My dad liked watering the grass, but only at night when the heat somewhat let down and you could inhale the air without suffocating. It was the thing he complained about the most, the darn South Texas heat. He missed Tula, where the temperatures stayed about 70 degrees year-round.
When we first moved in, mom planted two rose bushes against the backyard porch. I remember my mom’s messy bun and the way she handled the plants carefully while Natalie and I ran around with gloves and plastic shovels. After years of renting houses and apartments (including the rat-infested one in Mexico that single-handedly sparked mom’s phobia of rats), she finally owned a home. It was small but in a good neighborhood. She liked the idea that we’d grow up in one house, in the same city as she did.
Mom started working long hours shortly after she planted the roses and didn’t have time to maintain them anymore. The rose bushes eventually grew much taller than us, towering and resting wild against the small porch. We didn’t mind. They were the best hiding spots because no one wanted to search through the thorny stems.
Our eternal backyard is useless without an imagination.
● ● ● ● ● ● ●
## [Problems to solve]
(a) Reproduce word for word the stretch of the passage about the backyard from "My dad liked" through "70 degrees year-round.".
(b) Render this sentence from the passage about the backyard in Spanish: "They were the best hiding spots because no one wanted to search through the thorny stems."
The entries that come after the passage about the backyard are separate material.
● ● ● ● ● ● ●
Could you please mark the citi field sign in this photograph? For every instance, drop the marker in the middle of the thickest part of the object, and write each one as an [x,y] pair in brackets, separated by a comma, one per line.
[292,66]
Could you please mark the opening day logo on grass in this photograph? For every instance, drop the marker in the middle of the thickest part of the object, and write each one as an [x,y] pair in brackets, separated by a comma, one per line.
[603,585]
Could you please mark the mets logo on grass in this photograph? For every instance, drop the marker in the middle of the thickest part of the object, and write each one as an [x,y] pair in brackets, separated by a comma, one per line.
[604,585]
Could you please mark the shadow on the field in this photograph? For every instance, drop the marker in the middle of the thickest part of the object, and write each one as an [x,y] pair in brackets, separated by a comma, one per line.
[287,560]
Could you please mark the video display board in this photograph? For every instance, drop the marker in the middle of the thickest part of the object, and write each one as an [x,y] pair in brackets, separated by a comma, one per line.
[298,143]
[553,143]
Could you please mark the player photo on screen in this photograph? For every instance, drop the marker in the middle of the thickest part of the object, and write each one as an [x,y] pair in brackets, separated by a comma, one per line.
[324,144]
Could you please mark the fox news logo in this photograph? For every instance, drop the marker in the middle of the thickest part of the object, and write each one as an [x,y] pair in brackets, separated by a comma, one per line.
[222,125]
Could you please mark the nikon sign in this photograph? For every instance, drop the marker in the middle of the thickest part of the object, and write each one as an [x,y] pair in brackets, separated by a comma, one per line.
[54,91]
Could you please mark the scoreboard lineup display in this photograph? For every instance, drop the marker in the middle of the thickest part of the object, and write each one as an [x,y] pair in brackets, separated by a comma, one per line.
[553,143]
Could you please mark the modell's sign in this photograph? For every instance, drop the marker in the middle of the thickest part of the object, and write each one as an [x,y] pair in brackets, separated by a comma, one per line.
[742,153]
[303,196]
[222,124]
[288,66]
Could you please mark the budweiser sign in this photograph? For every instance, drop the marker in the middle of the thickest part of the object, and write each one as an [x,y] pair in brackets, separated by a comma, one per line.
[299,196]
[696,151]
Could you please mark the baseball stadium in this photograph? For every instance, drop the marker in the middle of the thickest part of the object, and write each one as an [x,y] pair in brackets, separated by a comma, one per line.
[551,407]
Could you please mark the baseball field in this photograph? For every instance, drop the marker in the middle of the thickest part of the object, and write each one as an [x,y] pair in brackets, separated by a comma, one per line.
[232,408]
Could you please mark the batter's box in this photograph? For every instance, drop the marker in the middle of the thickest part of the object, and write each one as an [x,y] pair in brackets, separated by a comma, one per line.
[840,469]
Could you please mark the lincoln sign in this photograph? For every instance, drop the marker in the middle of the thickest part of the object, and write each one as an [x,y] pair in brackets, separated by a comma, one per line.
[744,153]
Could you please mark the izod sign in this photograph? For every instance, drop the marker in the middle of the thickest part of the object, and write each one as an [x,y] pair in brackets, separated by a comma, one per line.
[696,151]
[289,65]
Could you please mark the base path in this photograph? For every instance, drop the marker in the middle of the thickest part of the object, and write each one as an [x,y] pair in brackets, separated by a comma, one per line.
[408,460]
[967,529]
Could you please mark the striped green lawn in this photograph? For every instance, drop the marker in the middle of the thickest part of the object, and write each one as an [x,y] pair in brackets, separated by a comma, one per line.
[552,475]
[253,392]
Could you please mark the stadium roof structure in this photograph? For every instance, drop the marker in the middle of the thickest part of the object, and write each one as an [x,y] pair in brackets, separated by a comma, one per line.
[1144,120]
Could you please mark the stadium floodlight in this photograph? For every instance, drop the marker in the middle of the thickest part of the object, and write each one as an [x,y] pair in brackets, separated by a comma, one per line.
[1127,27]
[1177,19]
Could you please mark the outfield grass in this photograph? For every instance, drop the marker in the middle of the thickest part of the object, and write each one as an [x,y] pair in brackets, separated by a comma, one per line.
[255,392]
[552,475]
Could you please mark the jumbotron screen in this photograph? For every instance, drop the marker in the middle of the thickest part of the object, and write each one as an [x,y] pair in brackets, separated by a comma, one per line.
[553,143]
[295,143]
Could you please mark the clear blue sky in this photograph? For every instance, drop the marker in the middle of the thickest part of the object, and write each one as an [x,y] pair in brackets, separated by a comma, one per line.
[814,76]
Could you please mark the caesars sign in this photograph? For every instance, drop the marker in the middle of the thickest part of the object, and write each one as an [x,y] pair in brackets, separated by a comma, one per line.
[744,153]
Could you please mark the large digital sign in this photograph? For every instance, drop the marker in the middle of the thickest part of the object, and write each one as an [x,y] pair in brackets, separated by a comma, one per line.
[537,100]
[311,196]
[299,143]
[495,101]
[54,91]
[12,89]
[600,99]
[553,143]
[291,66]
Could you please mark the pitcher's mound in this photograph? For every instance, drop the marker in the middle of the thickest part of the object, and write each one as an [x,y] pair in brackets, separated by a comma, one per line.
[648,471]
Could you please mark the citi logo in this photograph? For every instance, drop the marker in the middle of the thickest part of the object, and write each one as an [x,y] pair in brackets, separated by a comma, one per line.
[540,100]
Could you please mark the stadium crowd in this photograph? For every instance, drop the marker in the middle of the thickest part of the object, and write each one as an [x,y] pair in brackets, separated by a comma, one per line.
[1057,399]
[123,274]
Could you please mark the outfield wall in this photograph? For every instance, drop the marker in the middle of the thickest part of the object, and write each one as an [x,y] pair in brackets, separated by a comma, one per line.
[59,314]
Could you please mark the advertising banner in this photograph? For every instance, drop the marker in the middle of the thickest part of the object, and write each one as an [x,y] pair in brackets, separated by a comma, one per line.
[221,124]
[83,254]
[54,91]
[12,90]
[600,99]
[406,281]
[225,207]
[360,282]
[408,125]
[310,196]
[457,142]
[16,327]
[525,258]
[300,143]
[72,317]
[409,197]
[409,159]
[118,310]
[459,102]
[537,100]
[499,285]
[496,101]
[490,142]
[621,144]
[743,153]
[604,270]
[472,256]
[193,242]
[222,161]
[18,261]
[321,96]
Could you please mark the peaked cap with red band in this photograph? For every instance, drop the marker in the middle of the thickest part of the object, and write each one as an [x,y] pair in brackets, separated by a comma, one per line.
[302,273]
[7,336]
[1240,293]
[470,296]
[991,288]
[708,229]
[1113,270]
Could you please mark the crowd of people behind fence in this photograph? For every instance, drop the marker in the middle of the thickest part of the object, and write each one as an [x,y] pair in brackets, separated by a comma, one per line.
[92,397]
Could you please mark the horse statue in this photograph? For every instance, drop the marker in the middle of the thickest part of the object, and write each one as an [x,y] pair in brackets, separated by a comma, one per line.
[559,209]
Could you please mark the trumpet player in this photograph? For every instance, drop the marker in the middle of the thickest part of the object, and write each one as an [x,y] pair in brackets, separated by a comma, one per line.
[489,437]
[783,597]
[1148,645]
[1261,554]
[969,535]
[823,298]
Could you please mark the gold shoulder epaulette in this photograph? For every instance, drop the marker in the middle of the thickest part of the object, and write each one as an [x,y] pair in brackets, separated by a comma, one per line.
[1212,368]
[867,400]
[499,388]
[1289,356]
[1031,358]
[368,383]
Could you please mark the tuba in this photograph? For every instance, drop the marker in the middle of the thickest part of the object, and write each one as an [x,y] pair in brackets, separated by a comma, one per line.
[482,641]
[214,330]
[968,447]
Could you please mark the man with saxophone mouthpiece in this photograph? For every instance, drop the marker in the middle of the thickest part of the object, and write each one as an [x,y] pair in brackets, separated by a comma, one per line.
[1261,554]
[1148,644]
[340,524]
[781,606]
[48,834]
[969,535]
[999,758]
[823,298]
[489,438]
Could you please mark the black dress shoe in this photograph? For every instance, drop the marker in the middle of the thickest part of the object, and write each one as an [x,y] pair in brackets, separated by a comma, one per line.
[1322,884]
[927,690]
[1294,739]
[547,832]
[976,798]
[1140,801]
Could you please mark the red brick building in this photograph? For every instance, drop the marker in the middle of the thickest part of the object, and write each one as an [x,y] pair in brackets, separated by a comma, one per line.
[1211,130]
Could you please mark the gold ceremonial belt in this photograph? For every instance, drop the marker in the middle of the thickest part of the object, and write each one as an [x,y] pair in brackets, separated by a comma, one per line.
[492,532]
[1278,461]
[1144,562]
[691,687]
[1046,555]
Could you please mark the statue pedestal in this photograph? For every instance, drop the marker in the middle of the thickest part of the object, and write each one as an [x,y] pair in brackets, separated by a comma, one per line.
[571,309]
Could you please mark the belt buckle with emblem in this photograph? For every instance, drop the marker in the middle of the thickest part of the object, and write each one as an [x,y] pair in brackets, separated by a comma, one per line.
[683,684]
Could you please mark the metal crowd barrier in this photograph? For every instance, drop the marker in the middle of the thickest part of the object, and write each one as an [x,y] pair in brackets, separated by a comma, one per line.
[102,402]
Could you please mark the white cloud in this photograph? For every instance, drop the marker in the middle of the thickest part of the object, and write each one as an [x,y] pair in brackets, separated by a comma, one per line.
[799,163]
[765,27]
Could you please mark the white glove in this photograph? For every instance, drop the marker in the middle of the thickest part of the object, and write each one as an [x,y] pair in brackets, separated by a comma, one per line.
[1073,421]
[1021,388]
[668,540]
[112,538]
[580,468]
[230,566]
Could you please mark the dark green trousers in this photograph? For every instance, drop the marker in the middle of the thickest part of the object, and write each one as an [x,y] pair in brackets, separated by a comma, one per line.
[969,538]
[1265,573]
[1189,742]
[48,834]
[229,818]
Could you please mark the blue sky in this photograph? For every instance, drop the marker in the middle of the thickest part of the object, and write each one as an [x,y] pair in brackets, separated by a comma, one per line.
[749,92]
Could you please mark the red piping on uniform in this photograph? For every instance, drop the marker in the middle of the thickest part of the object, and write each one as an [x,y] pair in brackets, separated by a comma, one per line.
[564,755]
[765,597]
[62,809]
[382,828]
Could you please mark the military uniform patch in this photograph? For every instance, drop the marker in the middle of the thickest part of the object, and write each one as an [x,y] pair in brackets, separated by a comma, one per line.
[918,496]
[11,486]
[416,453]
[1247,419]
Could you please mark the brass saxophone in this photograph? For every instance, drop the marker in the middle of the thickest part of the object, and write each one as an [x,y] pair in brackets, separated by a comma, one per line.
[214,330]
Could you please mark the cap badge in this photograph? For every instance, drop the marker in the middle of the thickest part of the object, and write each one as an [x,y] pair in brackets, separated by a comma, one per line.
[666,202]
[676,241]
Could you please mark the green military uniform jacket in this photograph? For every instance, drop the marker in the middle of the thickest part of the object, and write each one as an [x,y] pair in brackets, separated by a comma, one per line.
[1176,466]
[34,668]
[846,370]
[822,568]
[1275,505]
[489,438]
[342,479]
● ● ● ● ● ● ●
## [Solution list]
(a)
My dad liked watering the grass, but only at night when the heat somewhat let down and you could inhale the air without suffocating. It was the thing he complained about the most, the darn South Texas heat. He missed Tula, where the temperatures stayed about 70 degrees year-round.

(b) Eran los mejores escondites porque nadie quería buscar entre los tallos espinosos.